- O que fazer:
1/ Substitua "Jordan Belfort" por "o protagonista" no trecho da crítica sobre O Lobo de Wall Street que vai de "Se esse mesmo" até "de seus clientes.", e reescreva tudo o que fica entre esses dois pontos.
2/ Quais filmes são mencionados pelo título na crítica sobre O Lobo de Wall Street?
3/ Dê continuidade à crítica sobre O Lobo de Wall Street a partir do ponto em que ela termina.

“No ano em que completei 26 anos eu ganhei 49 milhões de dólares no comando da minha própria corretora, o que me deixou realmente puto, por que isso era menos de um milhão por semana.”
O Lobo de Wall Street é puro cinema do “maior cineasta americano vivo”, Martin Scorsese. É a história que o diretor tanto gosta de levar para as telas, recheada com todos os excessos que marcam a vida de protagonistas que saem de uma vida sem glamour, no fundo de um poço que consideram pequeno demais para comportá-los e finalmente atingem o topo de suas respectivas cadeias alimentares, deixando pelo caminho quem quer que ouse atrapalhá-los, até finalmente encontrar a derrocada em seus próprios excessos, amargando a queda de seus impérios e de suas próprias figuras – algo sempre mais importante que o império em si.
Se esse mesmo plot já rendera em Cassino e Os Bons Companheiros duas das obras mais marcantes de uma carreira que as apresenta em abundancia, O Lobo de Wall Street não a desperdiça e se consolida como uma obra madura e digna da filmografia do cineasta que a comanda. E não é ao acaso que cito essas duas obras, afinal, esse novo filme de Scorsese apresenta muitas características que o tornam co-irmão dos filmes da década de 90, desde a abordagem estética da narrativa – diversos recursos da montagem, por exemplo - até a própria trama (baseada em uma história real, diga-se), que nos apresenta ao jovem corretor de Wall Street, Jordan Belfort (o excelente e cada vez melhor, Leonardo DiCaprio), o lobo do título, que vai de João ninguém a multibilionário liderando uma empresa que utiliza-se de meios ilegais para lucrar em cima dos investimentos de seus clientes.
Egocêntrico e viciado em todo tipo de droga imaginável, entre as quais sua preferida é, obviamente, o dinheiro que lhe permite fazer tudo que quiser, Belfort é um personagem que não conhece a palavra excesso, querendo sempre mais e mais de tudo, seja sexo, cocaína, dinheiro, ou mesmo uma maneira nova de torrar seu dinheiro, algo que o leva a discutir a logística de uma festa com arremesso de anões ao alvo. Dono de uma lábia imensa, capaz de convencer alguém a colocar milhares de dólares em um investimento que não renderá mais que alguns trocados, Belfort é tão bom no que faz que consegue transformar um bando de idiotas em corretores de primeira, capazes de levar uma empresa de fundo de quintal a faturar tanto dinheiro a ponto de se tornar visada pelo FBI. E isso tudo enquanto se chapa (com os companheiros ou sozinho), claro, algo que parece lhe consumir todas as horas do dia, seguindo a risca a primeira dica que ouve ao chegar à bolsa de valores, vinda do experiente Mark Hanna (Matthew McConaughey), que assume o papel de seu mentor.

- Conteúdo dos registros:
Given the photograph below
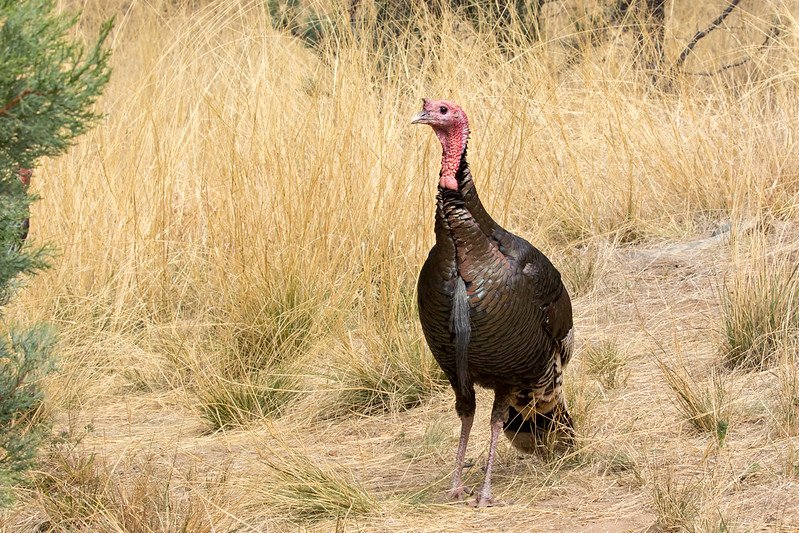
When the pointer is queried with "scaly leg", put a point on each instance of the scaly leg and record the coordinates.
(499, 414)
(458, 491)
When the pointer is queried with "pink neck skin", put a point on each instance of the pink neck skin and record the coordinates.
(453, 143)
(25, 176)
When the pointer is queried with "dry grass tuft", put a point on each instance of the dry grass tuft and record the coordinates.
(240, 238)
(308, 490)
(760, 309)
(686, 504)
(786, 408)
(706, 406)
(77, 490)
(606, 362)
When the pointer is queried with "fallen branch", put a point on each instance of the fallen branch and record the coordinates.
(773, 34)
(701, 34)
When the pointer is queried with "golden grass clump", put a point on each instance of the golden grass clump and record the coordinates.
(706, 406)
(310, 491)
(240, 238)
(760, 307)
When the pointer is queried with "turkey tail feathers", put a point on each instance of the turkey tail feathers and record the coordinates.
(462, 328)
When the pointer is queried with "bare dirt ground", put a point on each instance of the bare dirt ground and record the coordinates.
(640, 466)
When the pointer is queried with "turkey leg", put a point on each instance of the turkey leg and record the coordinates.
(499, 414)
(458, 491)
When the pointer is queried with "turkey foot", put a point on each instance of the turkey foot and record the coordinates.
(485, 501)
(459, 493)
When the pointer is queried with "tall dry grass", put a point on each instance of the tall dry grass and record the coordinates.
(241, 235)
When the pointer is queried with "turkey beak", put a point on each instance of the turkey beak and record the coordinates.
(420, 118)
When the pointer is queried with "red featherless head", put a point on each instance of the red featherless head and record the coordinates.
(451, 126)
(24, 175)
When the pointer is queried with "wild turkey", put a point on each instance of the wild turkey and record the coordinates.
(493, 310)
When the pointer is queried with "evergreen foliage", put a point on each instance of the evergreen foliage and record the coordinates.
(48, 83)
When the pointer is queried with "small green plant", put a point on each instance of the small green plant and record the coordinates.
(706, 406)
(606, 363)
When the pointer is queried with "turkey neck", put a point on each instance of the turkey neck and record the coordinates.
(451, 202)
(464, 230)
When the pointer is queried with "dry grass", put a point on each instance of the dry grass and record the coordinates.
(240, 240)
(760, 307)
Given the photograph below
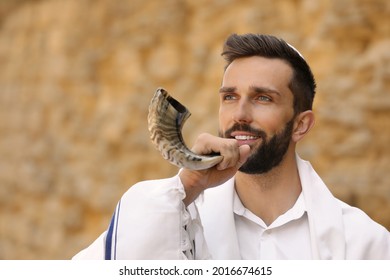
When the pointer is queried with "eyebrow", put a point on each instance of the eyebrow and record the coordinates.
(255, 89)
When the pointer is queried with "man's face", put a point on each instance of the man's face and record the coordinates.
(256, 108)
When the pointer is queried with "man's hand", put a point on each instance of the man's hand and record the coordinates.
(234, 156)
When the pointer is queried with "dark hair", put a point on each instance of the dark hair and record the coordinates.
(302, 83)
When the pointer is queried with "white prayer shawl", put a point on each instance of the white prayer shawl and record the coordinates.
(151, 222)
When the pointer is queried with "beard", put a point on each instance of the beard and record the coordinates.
(270, 153)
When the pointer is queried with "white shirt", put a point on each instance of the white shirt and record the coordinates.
(288, 237)
(151, 222)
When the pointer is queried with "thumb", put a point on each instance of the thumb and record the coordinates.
(244, 155)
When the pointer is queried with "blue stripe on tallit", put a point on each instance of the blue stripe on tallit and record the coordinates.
(111, 237)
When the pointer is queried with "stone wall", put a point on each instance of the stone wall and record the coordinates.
(76, 77)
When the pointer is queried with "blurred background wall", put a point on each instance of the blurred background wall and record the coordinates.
(76, 78)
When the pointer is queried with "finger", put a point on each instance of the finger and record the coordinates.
(231, 154)
(244, 155)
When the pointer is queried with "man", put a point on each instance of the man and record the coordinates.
(262, 201)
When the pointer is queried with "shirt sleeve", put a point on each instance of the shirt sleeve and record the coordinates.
(151, 222)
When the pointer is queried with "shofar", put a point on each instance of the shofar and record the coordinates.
(165, 122)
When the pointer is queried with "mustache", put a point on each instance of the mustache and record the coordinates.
(244, 127)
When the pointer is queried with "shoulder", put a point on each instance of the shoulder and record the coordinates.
(365, 238)
(161, 191)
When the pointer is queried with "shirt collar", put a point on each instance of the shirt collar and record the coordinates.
(294, 213)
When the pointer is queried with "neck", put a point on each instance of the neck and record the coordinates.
(271, 194)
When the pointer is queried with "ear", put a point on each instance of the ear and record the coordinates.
(302, 125)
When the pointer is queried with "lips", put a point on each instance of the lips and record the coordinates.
(244, 137)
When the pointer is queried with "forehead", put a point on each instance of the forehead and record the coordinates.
(258, 71)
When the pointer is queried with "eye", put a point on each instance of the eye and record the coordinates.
(264, 98)
(229, 97)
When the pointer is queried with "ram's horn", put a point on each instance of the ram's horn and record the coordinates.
(165, 121)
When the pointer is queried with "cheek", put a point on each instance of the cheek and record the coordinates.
(272, 122)
(223, 118)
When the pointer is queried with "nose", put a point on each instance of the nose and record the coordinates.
(243, 112)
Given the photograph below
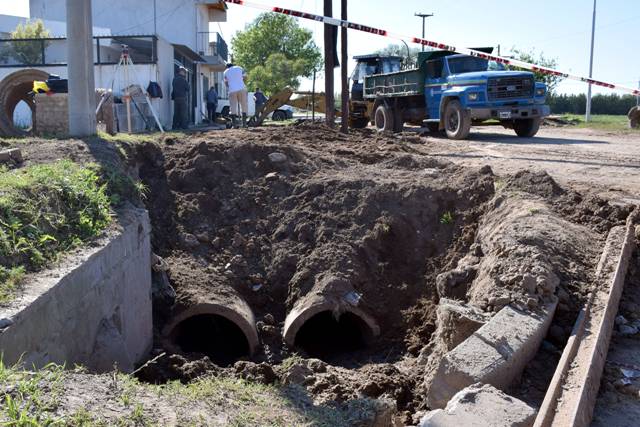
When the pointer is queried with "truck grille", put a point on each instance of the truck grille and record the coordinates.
(500, 88)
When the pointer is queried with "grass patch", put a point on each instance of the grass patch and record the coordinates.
(446, 218)
(600, 121)
(46, 210)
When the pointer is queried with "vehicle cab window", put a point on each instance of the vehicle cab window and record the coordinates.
(435, 69)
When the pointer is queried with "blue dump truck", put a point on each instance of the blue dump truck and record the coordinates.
(452, 92)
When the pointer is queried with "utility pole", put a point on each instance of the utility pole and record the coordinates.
(593, 38)
(155, 18)
(344, 125)
(329, 55)
(424, 17)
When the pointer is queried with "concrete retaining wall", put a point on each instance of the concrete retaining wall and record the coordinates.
(94, 310)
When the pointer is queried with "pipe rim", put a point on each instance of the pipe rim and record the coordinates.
(298, 317)
(247, 326)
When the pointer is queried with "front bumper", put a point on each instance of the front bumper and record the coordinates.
(510, 113)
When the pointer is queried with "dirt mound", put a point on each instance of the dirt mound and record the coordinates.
(281, 216)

- Respostas das tarefas:
1/
Se esse mesmo plot já rendera em Cassino e Os Bons Companheiros duas das obras mais marcantes de uma carreira que as apresenta em abundancia, O Lobo de Wall Street não a desperdiça e se consolida como uma obra madura e digna da filmografia do cineasta que a comanda. E não é ao acaso que cito essas duas obras, afinal, esse novo filme de Scorsese apresenta muitas características que o tornam co-irmão dos filmes da década de 90, desde a abordagem estética da narrativa – diversos recursos da montagem, por exemplo - até a própria trama (baseada em uma história real, diga-se), que nos apresenta ao jovem corretor de Wall Street, o protagonista (o excelente e cada vez melhor, Leonardo DiCaprio), o lobo do título, que vai de João ninguém a multibilionário liderando uma empresa que utiliza-se de meios ilegais para lucrar em cima dos investimentos de seus clientes.

2/
O Lobo de Wall Street
Cassino
Os Bons Companheiros

3/
Belfort, como se pode perceber é um cara que nasceu para ser levado ao cinema pelas mãos de Scorsese. Ele é um personagem nato, pronto para ser explorado em um estudo de personagem de primeira. E é exatamente essa personalidade particular do sujeito que levou o filme a ser abertamente criticado por pessoas que desperdiçaram sua sessão encontrando chifre em cabeça de cavalo, disparando acusações de que o filme é um tratado de três horas que serve de apologia às drogas, ganância e até mesmo ao sexo. Ledo engano, tudo que a câmera de Scorsese NÃO faz em O Lobo de Wall Street é julgar seu protagonista e aqueles que o cercam. Scorsese não é um diretor de dar lições de moral – diferente de seu amigo Spielberg em seus últimos trabalhos -, portanto, o que vemos aqui é um retrato dos fatos, exagerado e estilizado, mas ainda assim um retrato da vida de Belfort que realmente fazia tudo o que o filme retrata. Ora, como o próprio Scorsese disse em meio às polemicas da estreia de seu longa, “ele não é juiz, só faz cinema”.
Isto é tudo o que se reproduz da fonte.